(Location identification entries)
>>>
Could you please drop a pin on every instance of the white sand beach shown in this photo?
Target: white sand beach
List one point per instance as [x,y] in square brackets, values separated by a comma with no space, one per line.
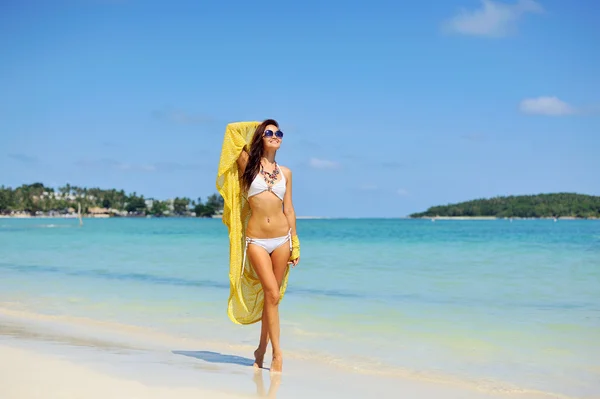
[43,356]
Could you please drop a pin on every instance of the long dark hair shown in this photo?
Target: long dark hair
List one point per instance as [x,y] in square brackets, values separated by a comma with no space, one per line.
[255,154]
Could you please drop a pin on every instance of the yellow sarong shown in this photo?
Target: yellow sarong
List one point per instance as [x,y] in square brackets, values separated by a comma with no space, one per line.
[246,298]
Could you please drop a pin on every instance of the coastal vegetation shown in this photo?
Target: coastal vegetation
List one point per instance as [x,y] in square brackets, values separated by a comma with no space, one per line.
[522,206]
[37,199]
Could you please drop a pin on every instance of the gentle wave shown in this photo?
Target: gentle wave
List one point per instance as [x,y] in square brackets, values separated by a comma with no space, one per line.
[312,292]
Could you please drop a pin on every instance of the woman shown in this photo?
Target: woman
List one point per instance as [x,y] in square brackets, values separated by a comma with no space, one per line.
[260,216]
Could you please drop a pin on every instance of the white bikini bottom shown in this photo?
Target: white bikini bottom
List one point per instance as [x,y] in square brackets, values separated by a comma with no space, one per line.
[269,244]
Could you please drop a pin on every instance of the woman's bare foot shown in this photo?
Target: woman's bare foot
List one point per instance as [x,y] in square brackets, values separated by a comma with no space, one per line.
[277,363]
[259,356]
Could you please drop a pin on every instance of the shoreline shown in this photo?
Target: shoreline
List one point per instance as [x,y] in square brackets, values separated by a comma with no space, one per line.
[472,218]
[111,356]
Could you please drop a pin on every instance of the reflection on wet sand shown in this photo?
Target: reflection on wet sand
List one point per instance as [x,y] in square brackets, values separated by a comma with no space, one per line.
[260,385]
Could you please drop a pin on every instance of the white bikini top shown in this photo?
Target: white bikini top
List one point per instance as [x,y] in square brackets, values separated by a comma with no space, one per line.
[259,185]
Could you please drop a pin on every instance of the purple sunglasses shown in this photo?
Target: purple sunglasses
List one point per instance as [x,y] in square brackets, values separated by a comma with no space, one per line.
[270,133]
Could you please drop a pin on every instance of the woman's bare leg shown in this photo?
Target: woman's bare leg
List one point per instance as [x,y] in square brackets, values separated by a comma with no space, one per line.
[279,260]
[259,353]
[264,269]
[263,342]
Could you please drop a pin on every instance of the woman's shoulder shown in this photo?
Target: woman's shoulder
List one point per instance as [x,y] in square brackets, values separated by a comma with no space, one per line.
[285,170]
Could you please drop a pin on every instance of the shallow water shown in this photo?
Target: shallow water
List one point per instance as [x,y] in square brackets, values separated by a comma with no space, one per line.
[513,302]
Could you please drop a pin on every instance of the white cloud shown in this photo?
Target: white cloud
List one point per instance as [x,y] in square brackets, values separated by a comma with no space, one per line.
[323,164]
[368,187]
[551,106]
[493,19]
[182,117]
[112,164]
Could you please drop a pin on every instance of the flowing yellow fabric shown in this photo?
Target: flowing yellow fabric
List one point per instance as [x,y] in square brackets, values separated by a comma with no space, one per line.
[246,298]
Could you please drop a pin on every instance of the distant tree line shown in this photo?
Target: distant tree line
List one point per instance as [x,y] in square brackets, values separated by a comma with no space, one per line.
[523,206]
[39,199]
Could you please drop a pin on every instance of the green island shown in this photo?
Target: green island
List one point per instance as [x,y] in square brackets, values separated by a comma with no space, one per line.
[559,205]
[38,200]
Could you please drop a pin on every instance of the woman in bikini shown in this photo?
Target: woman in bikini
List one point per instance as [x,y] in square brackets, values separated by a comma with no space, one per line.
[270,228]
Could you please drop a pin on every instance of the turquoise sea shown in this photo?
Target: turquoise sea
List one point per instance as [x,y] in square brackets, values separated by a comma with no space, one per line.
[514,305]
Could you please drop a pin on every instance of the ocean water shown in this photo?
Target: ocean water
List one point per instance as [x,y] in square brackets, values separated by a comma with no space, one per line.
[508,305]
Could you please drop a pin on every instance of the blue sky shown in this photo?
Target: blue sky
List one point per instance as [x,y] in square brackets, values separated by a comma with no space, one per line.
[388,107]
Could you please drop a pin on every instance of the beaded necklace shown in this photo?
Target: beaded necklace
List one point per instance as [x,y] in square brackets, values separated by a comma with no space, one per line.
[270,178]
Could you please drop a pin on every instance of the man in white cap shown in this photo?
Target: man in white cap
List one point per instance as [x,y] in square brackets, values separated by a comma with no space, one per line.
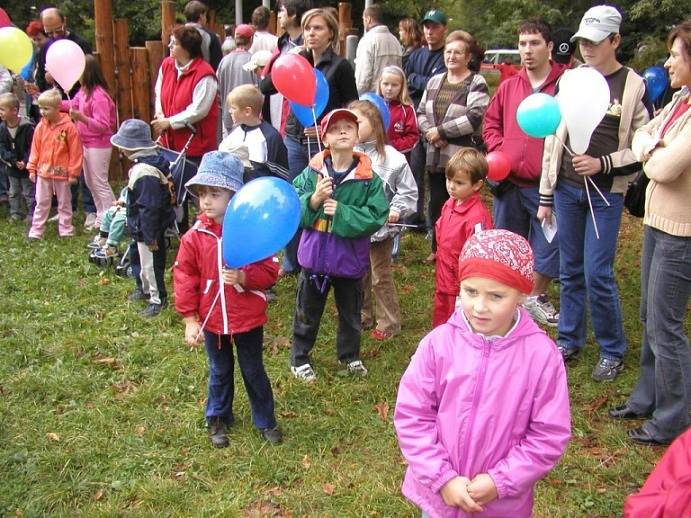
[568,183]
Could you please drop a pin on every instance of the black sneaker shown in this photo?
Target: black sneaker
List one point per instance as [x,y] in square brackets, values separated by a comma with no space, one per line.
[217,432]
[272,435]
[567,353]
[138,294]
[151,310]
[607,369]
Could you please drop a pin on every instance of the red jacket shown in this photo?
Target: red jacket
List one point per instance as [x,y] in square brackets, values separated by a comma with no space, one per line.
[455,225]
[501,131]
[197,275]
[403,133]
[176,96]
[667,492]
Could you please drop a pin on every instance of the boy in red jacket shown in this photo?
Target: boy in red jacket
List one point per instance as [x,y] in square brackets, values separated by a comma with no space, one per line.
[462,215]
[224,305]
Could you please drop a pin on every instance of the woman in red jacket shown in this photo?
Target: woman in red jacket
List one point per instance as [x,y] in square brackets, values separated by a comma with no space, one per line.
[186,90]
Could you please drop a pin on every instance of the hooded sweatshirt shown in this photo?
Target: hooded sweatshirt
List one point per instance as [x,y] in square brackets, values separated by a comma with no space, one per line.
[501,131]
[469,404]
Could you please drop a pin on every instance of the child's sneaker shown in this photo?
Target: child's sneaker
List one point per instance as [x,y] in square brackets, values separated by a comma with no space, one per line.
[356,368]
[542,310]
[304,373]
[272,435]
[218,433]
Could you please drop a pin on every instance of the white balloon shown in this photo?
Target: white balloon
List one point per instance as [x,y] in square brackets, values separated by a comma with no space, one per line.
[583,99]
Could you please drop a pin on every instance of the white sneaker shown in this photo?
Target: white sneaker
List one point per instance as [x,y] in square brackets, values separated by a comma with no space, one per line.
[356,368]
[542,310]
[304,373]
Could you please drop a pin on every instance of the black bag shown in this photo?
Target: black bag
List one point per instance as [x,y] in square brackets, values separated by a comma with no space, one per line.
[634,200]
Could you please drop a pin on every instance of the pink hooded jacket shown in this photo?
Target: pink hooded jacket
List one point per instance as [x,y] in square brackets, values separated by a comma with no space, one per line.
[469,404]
<<<
>>>
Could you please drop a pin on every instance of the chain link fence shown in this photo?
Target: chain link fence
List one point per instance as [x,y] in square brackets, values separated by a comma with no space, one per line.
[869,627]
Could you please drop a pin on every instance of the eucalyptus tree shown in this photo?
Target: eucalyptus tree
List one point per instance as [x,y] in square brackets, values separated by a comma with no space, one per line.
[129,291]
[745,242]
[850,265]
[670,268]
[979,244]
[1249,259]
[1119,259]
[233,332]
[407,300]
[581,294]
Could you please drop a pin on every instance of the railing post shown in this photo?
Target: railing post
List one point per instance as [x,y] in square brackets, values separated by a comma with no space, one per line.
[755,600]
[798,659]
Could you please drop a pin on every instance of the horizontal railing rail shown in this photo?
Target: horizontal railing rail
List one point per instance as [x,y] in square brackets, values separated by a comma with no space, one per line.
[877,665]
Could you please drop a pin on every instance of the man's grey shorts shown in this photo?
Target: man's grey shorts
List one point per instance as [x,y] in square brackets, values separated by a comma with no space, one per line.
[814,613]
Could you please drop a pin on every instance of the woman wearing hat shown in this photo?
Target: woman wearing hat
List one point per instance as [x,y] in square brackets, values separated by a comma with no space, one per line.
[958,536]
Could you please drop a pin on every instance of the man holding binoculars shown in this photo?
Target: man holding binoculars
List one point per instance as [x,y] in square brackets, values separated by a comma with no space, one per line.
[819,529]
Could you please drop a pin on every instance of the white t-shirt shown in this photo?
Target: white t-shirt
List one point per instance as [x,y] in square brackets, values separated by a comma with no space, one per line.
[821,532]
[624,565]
<<<
Select each line above that includes the word "cloud" and copy those lines.

* Answer to this problem *
Could you please drop a pin on every instance of the white cloud shown in this photo?
Target: white cloud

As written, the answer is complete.